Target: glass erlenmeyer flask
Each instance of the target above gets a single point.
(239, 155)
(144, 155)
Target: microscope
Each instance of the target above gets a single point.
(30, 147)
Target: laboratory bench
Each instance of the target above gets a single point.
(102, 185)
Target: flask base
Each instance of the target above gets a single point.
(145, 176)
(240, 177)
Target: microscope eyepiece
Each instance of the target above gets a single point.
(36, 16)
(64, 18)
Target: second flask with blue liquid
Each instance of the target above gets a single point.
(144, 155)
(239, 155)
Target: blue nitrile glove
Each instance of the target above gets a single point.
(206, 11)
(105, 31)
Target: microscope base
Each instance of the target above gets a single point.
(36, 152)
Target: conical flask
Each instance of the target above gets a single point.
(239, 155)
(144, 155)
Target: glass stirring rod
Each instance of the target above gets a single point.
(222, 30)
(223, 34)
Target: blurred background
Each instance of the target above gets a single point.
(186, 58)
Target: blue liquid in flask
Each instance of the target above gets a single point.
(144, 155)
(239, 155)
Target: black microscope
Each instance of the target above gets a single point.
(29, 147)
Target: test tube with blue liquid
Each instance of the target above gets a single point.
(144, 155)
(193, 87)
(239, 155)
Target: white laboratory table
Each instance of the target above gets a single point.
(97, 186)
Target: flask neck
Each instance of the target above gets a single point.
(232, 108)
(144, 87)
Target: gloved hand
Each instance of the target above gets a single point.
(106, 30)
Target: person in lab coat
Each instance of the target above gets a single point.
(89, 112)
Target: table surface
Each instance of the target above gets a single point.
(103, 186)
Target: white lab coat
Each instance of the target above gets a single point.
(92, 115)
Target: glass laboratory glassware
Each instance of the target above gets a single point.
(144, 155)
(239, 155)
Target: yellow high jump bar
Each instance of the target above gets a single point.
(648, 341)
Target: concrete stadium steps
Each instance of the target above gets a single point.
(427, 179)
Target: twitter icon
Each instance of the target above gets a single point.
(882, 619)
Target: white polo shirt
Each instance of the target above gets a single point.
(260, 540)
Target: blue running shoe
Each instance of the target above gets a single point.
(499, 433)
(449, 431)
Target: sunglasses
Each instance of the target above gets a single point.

--

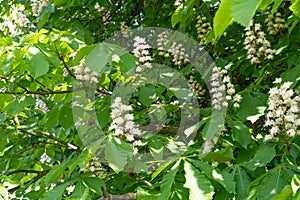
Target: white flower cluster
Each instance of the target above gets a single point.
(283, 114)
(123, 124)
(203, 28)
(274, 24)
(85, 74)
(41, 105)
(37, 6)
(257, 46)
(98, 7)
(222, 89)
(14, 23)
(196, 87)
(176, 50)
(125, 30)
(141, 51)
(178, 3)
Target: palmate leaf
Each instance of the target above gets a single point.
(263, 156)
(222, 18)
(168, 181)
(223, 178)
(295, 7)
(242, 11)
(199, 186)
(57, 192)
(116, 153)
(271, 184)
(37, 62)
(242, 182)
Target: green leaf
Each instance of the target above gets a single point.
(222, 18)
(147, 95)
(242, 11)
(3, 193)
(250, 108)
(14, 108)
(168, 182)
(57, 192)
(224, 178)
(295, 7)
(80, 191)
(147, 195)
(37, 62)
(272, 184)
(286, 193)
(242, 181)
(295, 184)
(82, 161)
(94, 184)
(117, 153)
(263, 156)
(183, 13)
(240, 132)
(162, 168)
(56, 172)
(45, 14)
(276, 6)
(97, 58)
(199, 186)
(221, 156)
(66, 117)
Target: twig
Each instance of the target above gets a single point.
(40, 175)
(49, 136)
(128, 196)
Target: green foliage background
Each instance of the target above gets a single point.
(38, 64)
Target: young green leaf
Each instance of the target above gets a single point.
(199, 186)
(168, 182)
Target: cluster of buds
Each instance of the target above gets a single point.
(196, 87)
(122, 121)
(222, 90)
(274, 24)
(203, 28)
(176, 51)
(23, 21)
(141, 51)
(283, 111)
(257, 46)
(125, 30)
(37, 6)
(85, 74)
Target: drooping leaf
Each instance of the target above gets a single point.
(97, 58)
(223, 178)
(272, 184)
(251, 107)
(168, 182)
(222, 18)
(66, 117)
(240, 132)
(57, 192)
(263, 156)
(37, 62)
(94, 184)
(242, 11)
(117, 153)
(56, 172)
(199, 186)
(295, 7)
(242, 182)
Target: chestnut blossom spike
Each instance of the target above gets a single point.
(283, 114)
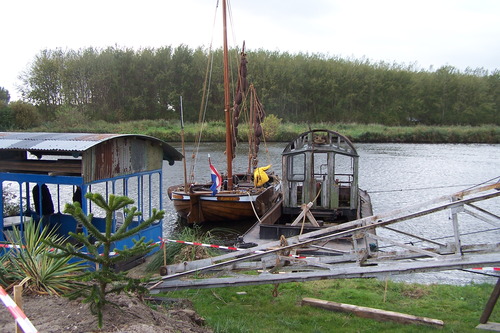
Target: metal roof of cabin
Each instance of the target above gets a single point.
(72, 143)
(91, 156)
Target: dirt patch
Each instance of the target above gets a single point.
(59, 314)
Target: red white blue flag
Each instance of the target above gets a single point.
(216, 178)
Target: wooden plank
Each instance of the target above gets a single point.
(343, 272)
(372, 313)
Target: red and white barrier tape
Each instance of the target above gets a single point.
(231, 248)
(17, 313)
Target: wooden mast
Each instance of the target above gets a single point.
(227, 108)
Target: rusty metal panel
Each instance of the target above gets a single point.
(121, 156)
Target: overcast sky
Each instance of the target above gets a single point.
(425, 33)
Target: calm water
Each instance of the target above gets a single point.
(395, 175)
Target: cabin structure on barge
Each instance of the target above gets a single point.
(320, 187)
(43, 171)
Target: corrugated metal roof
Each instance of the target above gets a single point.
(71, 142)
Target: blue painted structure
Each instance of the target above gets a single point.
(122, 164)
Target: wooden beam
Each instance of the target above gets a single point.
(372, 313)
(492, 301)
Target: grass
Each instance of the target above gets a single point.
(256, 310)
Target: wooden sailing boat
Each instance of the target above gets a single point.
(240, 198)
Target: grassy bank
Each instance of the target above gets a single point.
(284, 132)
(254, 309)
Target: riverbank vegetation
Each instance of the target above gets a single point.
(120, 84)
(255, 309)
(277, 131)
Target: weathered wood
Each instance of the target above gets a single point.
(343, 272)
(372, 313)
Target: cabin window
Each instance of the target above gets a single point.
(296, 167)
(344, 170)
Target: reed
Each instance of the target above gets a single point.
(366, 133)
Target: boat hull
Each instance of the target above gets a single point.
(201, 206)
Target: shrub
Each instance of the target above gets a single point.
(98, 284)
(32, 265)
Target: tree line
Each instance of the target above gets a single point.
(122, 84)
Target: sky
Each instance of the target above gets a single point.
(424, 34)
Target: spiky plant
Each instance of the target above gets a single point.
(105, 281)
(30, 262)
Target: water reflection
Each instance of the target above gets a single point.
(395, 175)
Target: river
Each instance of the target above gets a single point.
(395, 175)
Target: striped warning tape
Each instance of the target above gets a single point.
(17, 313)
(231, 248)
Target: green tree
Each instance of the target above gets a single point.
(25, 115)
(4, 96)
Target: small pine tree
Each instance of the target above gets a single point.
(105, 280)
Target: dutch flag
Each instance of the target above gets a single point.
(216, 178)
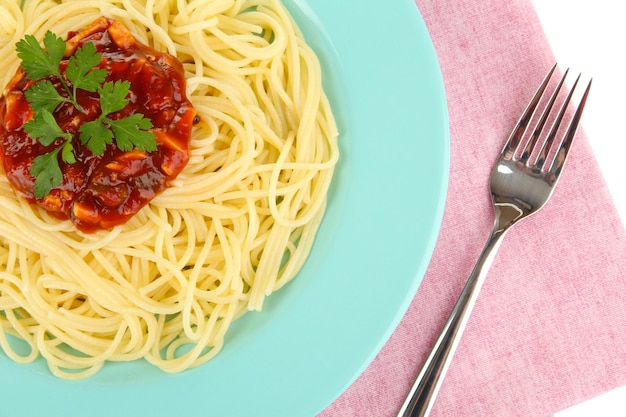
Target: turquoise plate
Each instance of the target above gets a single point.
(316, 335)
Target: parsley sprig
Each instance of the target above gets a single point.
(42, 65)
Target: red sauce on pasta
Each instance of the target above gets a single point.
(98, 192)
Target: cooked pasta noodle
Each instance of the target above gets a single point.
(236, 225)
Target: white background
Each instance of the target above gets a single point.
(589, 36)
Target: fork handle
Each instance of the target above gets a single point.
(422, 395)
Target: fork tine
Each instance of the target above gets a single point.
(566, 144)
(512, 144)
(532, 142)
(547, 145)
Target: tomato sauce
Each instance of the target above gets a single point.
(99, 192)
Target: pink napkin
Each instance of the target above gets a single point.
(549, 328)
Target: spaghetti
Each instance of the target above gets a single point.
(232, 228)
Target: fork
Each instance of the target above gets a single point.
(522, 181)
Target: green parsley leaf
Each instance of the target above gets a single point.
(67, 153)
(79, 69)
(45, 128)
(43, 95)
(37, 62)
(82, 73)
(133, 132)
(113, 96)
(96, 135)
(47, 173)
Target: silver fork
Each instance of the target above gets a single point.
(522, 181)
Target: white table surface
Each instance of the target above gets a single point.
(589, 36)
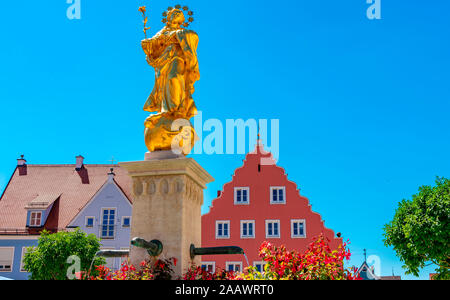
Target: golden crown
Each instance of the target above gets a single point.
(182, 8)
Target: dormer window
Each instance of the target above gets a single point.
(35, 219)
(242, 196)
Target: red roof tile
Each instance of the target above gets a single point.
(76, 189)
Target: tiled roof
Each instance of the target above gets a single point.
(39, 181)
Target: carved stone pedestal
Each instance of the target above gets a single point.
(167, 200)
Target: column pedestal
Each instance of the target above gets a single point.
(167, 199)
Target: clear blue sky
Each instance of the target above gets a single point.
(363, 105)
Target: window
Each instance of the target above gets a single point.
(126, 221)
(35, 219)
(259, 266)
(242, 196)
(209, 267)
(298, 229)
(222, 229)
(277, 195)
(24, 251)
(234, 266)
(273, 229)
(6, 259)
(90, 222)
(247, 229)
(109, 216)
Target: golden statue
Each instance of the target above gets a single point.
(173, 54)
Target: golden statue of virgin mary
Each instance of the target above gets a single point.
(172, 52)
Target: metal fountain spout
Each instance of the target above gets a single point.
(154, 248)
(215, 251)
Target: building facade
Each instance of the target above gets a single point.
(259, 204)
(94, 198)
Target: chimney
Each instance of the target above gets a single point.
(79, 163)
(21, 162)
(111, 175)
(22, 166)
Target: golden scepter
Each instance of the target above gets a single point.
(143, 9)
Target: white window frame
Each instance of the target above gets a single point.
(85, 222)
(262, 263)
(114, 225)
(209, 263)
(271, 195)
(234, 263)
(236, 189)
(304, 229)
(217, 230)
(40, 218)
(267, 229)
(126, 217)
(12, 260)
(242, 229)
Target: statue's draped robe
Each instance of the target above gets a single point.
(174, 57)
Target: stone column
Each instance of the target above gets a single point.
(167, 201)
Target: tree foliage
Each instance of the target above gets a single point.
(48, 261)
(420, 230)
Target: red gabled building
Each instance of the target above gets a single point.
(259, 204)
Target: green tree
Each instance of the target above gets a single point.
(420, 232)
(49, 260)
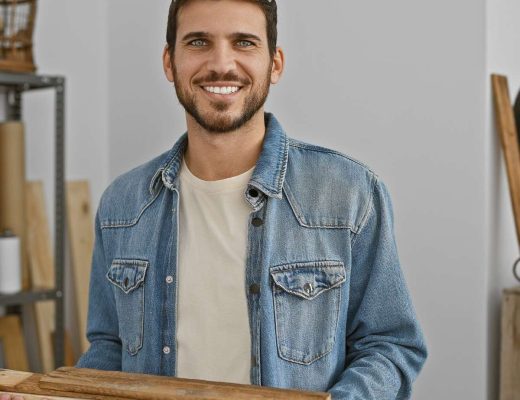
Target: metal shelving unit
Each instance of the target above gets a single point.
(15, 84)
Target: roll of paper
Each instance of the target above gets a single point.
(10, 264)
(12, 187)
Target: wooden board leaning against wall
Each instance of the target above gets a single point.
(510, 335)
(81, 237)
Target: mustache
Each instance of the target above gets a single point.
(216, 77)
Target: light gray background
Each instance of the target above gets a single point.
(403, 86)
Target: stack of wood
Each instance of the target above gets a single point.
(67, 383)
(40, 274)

...

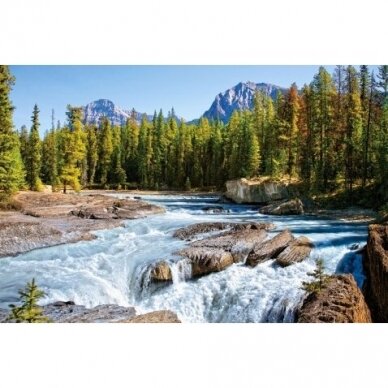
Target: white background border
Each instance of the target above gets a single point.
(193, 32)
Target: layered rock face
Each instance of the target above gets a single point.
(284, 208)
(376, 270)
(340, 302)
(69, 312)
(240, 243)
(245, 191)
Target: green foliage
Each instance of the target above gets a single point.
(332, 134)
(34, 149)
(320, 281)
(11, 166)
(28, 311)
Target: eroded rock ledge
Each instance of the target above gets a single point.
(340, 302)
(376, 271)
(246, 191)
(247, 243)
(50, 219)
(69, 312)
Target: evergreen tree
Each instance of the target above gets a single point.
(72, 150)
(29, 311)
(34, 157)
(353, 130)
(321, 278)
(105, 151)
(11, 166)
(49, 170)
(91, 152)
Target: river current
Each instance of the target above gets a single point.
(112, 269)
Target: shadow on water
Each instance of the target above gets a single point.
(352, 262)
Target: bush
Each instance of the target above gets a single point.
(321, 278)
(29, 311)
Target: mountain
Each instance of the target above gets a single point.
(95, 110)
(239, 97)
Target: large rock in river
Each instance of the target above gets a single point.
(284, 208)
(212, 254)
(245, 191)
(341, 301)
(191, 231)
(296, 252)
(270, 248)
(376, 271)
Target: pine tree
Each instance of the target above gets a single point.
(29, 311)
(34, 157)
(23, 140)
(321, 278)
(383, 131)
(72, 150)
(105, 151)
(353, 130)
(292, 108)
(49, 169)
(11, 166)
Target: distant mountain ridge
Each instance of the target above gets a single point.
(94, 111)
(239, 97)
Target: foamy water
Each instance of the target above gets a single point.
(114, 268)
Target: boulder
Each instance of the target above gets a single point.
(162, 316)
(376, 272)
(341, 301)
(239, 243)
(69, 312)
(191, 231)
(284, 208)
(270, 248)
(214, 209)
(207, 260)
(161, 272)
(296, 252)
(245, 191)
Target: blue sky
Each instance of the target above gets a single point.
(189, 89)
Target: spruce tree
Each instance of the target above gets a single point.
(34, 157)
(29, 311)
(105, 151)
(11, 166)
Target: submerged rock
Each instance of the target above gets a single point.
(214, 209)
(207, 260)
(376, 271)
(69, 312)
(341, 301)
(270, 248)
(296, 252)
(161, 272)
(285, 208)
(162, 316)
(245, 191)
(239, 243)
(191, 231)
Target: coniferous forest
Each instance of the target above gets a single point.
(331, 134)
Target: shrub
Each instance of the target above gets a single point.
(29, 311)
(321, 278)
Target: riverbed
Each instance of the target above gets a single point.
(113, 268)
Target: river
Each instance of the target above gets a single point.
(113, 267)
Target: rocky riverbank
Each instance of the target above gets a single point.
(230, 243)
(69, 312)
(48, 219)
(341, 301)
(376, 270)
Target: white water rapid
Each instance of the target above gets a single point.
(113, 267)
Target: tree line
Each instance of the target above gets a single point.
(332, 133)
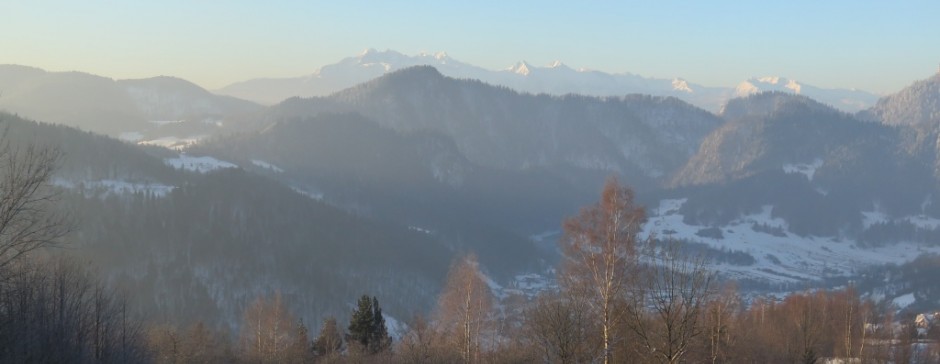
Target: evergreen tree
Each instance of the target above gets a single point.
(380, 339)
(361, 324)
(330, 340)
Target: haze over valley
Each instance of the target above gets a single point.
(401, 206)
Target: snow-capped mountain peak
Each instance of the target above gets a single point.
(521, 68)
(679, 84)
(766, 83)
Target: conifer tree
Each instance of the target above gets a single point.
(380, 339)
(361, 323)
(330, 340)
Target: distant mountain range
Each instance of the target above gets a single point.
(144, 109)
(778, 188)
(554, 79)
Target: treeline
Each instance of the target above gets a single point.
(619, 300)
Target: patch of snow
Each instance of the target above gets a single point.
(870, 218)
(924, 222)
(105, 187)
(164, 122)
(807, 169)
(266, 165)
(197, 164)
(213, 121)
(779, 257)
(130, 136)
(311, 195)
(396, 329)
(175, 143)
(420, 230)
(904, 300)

Your objective
Locate all lines in the listing above with the word "mountain". Copy them.

Exercise answer
Target: mountain
Target: distant mountain ridge
Target: snow-capped mountain peak
Target: distant mountain range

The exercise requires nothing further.